Hydrogène naturel en Namibie - Carnot ISIFoR
En collaboration avec 45.8 Energy, le Carnot ISIFoR travaille sur l'exploration des potentielles ressources d'hydrogène naturel en Namibie.
45-8 ENERGY est la première entreprise dédiée à l'exploration et à la production écoresponsable d'hélium et d'hydrogène naturel en Europe. Isabelle Moretti, chercheuse au Laboratoire des Fluides Complexes et leurs Réservoirs nous présente cette collaboration.
Les travaux de recherche académique et de recherche en entreprise sont très souvent liés par leurs sujets d’étude et plus encore dans leurs prolongements. Le côté amont du travail académique permet en effet aux entreprises et aux industriels de réfléchir à de possibles applications ou développements indispensables à leur vie et à leur croissance. Cette proximité conduit généralement à un dialogue continu et des projets qui peuvent être ponctuels ou s’inscrire dans la durée.
Une telle situation est illustrée, dans l’échange qui suit, par un travail d’identification d’hydrogène naturel en Namibie. Isabelle Moretti (LFCR – UPPA) nous parle de ses partenariats industriels depuis plusieurs années dont une partie a été réalisée avec l’entreprise 45.8 ENERGY.
Comment a commencé le travail de recherche d’hydrogène en Namibie ?
[Isabelle Moretti] Ces dernières années nous avons bien progressé sur l’identification de roches capables de générer de l’hydrogène, en particulier les roches riches en fer du Néoprotérozoïque et de l’Archéen. La Namibie a attiré notre attention car son sous-sol en est riche. Nous avons vérifié la présence de traces d’émanations potentielles, ces fameux ronds de sorcières. Début 2022, j’ai donc décidé, sur fonds propres, de monter une mission prospective en emmenant deux de mes étudiants en thèse Gabriel Pasquet et Ugo Geymond (codirection IPGP). Les résultats ont été très intéressants, nous avons parcouru pas mal de kilomètres et testé la présence d’H2 dans différentes zones. Au retour nous avions une bien meilleure idée des zones à haut potentiel en H2 de ce pays. C’est avec ces résultats, que nous avons publiés dès fin 2022, que j’ai pu aller discuter avec les industriels, 45-8 en particulier pour leur proposer de financer une étude plus poussée.
Pourquoi 45.8 ENERGY a-t-elle été intéressée ?
[Isabelle Moretti] 45-8 avait de son côté listé la Namibie comme un pays où il est possible de travailler : pas d’insécurité, gouvernement stable, lois précises. Il n’y a pas que la présence d’H2 qui compte évidement pour faire de l’exploration. Nous venions de finir avec eux un projet dans la zone du Kosovo, mené par Dan Levy (qui était alors post-doctorant) dans le cadre de France relance, cette collaboration avait très bien fonctionné et ils ont donc été intéressés à continuer, sur le même type de montage, à travailler avec l’UPPA. Nous avons embauché Vincent Roche comme nouveau post-doctorant et démarré le projet.
La mission préparatoire avait surtout dégrossi le nord et l’est du pays. Une mission plus longue a été montée pour vérifier le potentiel du sud, nous sommes même allés en Afrique du Sud et avons précisé celui de la zone centrale. La moitié de la mission a été faite avec 3 géologues de 45-8 en janvier 2023.

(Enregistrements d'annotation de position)
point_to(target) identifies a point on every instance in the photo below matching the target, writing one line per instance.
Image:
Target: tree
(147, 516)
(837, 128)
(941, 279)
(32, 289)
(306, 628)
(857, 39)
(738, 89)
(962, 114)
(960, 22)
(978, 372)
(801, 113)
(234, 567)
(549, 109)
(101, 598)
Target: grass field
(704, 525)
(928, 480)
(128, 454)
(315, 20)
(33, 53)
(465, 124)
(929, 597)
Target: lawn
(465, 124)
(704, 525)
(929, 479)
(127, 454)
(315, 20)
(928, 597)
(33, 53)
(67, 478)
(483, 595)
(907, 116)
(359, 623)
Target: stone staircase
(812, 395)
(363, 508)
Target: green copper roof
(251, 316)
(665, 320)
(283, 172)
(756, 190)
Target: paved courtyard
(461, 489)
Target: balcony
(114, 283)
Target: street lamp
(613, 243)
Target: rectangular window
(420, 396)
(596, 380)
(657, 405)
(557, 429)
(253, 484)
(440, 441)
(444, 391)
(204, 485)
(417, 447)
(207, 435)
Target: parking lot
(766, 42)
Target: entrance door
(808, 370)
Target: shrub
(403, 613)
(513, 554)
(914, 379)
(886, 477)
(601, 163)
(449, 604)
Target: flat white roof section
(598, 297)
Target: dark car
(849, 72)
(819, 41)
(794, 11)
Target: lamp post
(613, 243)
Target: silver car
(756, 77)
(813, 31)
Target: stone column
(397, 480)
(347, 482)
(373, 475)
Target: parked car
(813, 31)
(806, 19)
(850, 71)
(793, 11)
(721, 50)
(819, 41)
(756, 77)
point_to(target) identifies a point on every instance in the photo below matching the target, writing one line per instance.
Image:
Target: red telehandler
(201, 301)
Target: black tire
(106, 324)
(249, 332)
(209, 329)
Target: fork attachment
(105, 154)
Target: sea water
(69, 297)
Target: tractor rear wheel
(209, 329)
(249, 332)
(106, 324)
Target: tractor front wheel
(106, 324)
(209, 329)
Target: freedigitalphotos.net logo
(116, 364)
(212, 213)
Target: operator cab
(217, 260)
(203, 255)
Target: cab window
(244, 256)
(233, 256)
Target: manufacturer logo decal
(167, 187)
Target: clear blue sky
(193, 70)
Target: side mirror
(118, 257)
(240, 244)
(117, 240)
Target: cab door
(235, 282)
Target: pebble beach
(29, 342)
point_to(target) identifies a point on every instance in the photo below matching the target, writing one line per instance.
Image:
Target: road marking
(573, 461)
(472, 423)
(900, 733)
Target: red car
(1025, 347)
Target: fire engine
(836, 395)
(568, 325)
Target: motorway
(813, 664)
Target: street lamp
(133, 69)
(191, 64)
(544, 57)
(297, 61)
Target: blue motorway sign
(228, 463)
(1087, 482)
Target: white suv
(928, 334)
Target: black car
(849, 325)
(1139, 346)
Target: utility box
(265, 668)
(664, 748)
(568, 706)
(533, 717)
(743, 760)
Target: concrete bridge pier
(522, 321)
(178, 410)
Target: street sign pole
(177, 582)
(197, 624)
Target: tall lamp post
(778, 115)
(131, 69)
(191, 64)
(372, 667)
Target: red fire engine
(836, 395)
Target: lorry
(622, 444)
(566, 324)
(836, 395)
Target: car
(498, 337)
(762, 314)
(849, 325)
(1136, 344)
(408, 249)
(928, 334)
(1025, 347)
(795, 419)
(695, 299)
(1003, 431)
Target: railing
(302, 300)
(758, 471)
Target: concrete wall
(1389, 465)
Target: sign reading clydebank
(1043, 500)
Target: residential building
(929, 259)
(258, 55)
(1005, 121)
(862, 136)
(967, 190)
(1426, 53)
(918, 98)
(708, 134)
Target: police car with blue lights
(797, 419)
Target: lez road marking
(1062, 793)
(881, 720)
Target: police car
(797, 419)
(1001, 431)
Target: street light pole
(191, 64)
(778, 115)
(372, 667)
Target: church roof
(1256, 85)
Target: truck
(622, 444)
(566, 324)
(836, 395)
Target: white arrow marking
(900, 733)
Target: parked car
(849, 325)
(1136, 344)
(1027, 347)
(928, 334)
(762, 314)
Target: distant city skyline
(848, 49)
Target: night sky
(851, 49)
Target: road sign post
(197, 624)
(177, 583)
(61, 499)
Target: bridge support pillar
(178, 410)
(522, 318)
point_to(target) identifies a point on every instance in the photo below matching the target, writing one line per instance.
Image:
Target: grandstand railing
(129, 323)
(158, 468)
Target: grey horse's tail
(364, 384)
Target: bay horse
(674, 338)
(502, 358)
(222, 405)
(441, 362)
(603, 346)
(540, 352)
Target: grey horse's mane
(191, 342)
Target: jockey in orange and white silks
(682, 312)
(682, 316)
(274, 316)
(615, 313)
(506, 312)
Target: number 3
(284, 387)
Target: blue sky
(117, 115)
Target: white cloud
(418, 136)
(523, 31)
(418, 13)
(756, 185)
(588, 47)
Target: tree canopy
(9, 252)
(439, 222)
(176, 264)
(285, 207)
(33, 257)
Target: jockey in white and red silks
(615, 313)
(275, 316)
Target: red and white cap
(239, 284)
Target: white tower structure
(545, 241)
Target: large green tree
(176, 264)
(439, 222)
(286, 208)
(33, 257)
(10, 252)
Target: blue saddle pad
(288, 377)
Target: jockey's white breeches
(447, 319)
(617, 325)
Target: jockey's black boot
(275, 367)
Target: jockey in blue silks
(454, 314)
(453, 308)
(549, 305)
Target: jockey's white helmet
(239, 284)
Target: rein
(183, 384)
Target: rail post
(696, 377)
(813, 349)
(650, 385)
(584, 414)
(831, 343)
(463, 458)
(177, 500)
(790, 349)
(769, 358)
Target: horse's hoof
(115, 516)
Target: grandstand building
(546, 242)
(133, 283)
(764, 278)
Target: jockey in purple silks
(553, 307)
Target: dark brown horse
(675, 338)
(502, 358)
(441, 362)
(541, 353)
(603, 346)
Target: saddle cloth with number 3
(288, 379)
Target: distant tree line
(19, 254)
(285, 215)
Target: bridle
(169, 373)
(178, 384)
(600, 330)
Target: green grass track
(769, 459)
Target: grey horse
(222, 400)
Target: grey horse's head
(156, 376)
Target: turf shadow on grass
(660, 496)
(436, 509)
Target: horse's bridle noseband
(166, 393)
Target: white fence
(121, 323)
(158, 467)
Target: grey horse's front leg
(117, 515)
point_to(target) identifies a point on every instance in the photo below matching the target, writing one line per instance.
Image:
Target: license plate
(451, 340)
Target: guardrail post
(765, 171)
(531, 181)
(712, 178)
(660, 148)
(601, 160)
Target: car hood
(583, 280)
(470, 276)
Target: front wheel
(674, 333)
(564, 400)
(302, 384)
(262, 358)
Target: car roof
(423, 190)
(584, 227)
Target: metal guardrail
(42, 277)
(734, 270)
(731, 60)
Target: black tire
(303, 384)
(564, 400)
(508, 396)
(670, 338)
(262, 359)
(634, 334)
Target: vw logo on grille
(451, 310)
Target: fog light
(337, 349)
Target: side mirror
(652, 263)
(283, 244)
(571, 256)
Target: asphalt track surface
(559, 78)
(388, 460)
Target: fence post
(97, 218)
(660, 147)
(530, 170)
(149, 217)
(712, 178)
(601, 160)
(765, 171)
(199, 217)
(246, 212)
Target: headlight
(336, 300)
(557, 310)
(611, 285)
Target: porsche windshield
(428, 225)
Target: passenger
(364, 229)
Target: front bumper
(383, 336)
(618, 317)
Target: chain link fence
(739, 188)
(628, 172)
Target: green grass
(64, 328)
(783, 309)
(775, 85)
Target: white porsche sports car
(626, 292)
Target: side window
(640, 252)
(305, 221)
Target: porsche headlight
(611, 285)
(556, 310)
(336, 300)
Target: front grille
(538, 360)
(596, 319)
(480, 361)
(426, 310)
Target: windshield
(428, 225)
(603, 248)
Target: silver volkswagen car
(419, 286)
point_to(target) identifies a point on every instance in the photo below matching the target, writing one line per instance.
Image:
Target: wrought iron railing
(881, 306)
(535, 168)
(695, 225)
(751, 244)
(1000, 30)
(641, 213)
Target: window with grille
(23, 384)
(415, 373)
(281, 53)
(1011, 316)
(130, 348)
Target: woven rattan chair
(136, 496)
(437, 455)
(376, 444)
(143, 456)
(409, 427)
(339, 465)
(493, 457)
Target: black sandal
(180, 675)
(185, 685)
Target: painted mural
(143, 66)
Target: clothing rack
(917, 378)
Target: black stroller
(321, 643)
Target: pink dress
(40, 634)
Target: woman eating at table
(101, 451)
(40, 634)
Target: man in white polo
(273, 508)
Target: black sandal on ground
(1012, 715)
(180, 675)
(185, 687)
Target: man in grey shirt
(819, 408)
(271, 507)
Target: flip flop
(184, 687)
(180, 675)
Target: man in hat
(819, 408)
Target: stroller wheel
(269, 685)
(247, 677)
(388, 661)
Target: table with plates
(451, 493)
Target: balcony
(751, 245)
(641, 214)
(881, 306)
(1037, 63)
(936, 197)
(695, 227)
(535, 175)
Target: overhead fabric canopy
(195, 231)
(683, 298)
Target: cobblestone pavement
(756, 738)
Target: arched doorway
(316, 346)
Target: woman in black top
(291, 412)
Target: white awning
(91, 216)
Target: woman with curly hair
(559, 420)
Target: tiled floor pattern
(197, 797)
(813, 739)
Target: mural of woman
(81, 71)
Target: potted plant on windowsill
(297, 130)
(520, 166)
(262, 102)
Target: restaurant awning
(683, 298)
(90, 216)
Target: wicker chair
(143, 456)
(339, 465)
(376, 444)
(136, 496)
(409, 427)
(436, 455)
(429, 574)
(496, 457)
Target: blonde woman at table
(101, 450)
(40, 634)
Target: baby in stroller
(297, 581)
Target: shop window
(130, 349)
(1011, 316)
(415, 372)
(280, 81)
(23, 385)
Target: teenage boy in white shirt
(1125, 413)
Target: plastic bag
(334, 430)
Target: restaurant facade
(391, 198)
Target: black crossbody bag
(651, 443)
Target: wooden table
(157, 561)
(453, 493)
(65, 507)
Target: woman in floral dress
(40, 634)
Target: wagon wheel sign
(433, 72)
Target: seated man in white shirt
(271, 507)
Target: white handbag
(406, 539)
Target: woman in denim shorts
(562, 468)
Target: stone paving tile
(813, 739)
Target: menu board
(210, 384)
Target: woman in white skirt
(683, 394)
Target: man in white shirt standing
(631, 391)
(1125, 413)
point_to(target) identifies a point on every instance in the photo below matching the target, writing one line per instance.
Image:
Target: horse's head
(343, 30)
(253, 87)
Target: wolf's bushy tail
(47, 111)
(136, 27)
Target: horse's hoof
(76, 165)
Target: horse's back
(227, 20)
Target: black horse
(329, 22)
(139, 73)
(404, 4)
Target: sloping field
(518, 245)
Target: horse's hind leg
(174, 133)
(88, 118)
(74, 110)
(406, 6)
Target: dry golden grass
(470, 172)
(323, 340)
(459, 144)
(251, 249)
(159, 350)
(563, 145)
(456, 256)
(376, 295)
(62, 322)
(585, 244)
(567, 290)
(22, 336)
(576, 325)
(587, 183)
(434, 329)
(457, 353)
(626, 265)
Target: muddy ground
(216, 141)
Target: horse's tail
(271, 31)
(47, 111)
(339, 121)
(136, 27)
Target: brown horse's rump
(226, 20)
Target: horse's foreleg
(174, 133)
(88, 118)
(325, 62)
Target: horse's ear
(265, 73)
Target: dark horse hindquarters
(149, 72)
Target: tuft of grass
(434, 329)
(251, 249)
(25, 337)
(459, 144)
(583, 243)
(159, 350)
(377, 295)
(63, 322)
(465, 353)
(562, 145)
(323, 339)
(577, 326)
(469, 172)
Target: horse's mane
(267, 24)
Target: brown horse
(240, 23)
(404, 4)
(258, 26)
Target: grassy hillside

▸ **Consignes**:
A – Veuillez recopier tout ce qui va de « La mission préparatoire » jusqu'à « en janvier 2023. » dans le texte sur l'hydrogène naturel en Namibie, en remplaçant « géologues » par « ingénieurs ».
B – Selon le texte sur l'hydrogène naturel en Namibie, à quel moment Isabelle Moretti a-t-elle monté la mission prospective avec deux de ses étudiants en thèse ?
Les enregistrements n'interviennent pas ici.

▸ **Réponses attendues**:
A –
La mission préparatoire avait surtout dégrossi le nord et l’est du pays. Une mission plus longue a été montée pour vérifier le potentiel du sud, nous sommes même allés en Afrique du Sud et avons précisé celui de la zone centrale. La moitié de la mission a été faite avec 3 ingénieurs de 45-8 en janvier 2023.

B – Début 2022.